[Saved entries]
^^^^

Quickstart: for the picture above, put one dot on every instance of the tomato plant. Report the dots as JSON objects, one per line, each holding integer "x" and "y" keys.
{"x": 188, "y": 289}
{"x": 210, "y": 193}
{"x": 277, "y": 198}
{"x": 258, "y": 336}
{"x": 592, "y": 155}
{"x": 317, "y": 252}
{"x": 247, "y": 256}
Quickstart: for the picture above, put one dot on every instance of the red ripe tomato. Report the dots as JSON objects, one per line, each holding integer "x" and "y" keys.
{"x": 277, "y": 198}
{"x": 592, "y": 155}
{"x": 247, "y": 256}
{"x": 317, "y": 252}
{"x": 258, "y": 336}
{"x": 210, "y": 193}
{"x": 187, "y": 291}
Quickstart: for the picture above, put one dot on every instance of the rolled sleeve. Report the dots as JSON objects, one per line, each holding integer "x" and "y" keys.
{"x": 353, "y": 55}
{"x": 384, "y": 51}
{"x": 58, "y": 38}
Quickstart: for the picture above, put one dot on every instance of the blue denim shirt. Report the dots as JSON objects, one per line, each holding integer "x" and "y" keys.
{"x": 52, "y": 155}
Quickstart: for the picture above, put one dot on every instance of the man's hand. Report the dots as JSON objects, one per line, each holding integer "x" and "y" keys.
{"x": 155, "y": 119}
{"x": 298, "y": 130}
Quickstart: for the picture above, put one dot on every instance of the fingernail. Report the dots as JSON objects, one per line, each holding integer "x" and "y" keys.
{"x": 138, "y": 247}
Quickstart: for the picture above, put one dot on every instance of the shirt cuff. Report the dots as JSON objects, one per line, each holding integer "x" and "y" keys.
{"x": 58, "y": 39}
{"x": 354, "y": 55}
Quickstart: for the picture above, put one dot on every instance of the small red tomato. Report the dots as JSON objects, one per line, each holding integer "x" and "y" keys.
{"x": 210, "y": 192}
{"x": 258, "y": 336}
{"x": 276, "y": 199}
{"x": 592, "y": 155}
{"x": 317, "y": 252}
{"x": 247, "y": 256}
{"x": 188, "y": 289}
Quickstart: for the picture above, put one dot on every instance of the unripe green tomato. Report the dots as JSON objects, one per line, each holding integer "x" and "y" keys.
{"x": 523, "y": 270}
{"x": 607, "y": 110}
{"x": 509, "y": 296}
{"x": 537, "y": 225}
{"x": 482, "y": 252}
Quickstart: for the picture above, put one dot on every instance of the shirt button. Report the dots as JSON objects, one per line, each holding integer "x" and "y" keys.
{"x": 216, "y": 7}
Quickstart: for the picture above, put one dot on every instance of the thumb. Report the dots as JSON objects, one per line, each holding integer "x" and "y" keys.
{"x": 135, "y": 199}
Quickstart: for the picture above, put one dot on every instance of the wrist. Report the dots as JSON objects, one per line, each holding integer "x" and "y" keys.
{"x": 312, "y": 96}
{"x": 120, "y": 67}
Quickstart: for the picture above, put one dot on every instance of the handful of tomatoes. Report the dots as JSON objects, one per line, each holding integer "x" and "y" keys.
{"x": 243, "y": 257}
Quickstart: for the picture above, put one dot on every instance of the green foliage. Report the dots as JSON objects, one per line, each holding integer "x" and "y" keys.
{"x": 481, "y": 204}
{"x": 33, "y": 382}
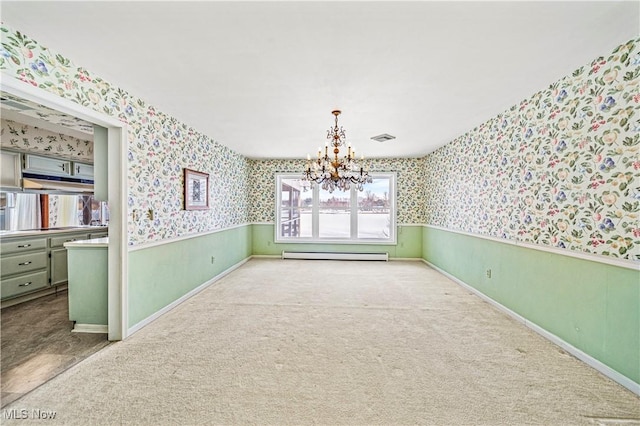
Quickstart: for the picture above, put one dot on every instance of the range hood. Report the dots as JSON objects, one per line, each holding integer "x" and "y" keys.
{"x": 49, "y": 184}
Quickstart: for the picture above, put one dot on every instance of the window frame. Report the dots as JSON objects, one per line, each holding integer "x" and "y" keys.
{"x": 353, "y": 228}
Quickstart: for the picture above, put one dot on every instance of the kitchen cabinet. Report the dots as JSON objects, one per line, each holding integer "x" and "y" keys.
{"x": 58, "y": 256}
{"x": 88, "y": 285}
{"x": 23, "y": 266}
{"x": 83, "y": 171}
{"x": 32, "y": 264}
{"x": 46, "y": 165}
{"x": 10, "y": 173}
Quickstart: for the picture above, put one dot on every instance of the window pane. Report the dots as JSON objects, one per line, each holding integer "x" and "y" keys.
{"x": 334, "y": 214}
{"x": 374, "y": 214}
{"x": 292, "y": 222}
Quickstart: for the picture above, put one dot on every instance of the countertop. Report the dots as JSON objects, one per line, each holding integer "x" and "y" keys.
{"x": 45, "y": 232}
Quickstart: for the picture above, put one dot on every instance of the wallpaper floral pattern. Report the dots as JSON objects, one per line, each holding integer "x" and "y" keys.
{"x": 409, "y": 186}
{"x": 560, "y": 169}
{"x": 20, "y": 137}
{"x": 160, "y": 146}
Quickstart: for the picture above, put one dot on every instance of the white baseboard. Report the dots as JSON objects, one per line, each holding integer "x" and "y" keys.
{"x": 90, "y": 328}
{"x": 306, "y": 255}
{"x": 188, "y": 295}
{"x": 582, "y": 356}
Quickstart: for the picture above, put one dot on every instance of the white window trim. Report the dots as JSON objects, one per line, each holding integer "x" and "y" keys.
{"x": 392, "y": 240}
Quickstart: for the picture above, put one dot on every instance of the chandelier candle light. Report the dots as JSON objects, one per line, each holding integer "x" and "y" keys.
{"x": 337, "y": 172}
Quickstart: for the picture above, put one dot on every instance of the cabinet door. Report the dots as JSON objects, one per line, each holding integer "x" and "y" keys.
{"x": 10, "y": 169}
{"x": 83, "y": 171}
{"x": 59, "y": 273}
{"x": 49, "y": 166}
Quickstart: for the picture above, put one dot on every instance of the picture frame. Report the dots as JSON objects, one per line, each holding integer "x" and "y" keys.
{"x": 196, "y": 190}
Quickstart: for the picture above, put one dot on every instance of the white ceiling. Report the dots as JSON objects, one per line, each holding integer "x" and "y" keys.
{"x": 263, "y": 77}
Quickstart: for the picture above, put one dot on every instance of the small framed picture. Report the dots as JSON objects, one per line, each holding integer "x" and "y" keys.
{"x": 196, "y": 190}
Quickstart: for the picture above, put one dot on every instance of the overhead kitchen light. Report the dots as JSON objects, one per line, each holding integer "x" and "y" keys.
{"x": 383, "y": 137}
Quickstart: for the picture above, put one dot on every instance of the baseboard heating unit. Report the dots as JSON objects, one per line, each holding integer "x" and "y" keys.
{"x": 334, "y": 255}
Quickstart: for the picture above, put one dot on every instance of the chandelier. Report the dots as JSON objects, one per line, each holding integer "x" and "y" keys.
{"x": 334, "y": 171}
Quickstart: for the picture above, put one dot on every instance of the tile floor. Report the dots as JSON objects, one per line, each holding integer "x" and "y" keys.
{"x": 37, "y": 344}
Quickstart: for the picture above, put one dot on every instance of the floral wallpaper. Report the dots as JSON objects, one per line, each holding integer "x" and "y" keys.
{"x": 21, "y": 137}
{"x": 160, "y": 146}
{"x": 409, "y": 186}
{"x": 560, "y": 169}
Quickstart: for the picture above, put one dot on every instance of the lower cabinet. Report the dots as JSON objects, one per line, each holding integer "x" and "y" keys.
{"x": 24, "y": 283}
{"x": 59, "y": 272}
{"x": 58, "y": 257}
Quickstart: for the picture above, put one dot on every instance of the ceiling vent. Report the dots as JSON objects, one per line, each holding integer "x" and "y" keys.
{"x": 383, "y": 137}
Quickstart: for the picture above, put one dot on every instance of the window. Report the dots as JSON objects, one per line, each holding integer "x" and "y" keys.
{"x": 310, "y": 214}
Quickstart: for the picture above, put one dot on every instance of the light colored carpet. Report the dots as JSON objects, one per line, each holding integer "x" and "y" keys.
{"x": 330, "y": 342}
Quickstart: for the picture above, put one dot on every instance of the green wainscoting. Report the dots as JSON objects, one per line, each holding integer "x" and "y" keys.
{"x": 591, "y": 305}
{"x": 409, "y": 243}
{"x": 160, "y": 275}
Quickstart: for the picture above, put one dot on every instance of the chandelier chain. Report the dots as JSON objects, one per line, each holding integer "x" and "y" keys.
{"x": 337, "y": 172}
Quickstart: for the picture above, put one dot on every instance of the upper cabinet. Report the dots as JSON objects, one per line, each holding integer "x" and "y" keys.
{"x": 10, "y": 170}
{"x": 83, "y": 171}
{"x": 45, "y": 165}
{"x": 56, "y": 167}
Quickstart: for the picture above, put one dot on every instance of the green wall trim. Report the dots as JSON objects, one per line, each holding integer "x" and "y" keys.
{"x": 409, "y": 244}
{"x": 594, "y": 307}
{"x": 162, "y": 274}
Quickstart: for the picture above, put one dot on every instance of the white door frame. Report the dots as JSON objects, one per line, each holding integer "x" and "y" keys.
{"x": 117, "y": 148}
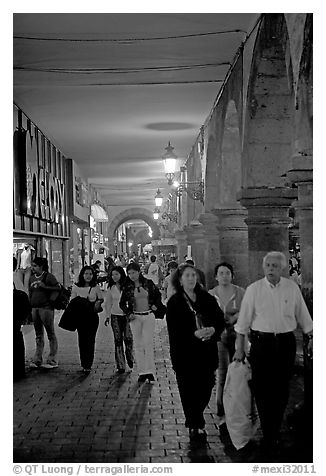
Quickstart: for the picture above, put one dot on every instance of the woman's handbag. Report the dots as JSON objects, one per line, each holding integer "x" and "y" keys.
{"x": 98, "y": 306}
{"x": 69, "y": 318}
{"x": 160, "y": 311}
{"x": 241, "y": 416}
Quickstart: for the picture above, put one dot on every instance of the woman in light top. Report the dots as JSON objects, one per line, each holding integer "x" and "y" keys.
{"x": 119, "y": 322}
{"x": 88, "y": 320}
{"x": 140, "y": 297}
{"x": 229, "y": 297}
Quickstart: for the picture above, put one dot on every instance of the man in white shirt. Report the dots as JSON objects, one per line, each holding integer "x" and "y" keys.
{"x": 271, "y": 309}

^^^^

__TASK PROMPT__: Output an exact copy of the lines from the one holding "of the woman's" to the last line of the data, inclusive, and nothing beyond that range.

__RESPONSE AREA__:
Quickstart: for the picture above, put one dot on every instance of the woman's handbag. Report the dots as JSON objects, one per line, each holding integer "x" and "y" keys.
{"x": 98, "y": 306}
{"x": 69, "y": 318}
{"x": 160, "y": 311}
{"x": 241, "y": 416}
Quickstart: for the picture above, put one dot on every instance of the woman in light top. Report the dots as JSON objects, one per line, each holding integer "x" and "y" keys.
{"x": 119, "y": 322}
{"x": 88, "y": 320}
{"x": 140, "y": 297}
{"x": 229, "y": 297}
Quickstart: for the picture above, put one dot on every instance of the man in white shirt. Report the dots as JSON objects, one per line, each holding integer "x" and "y" keys.
{"x": 271, "y": 309}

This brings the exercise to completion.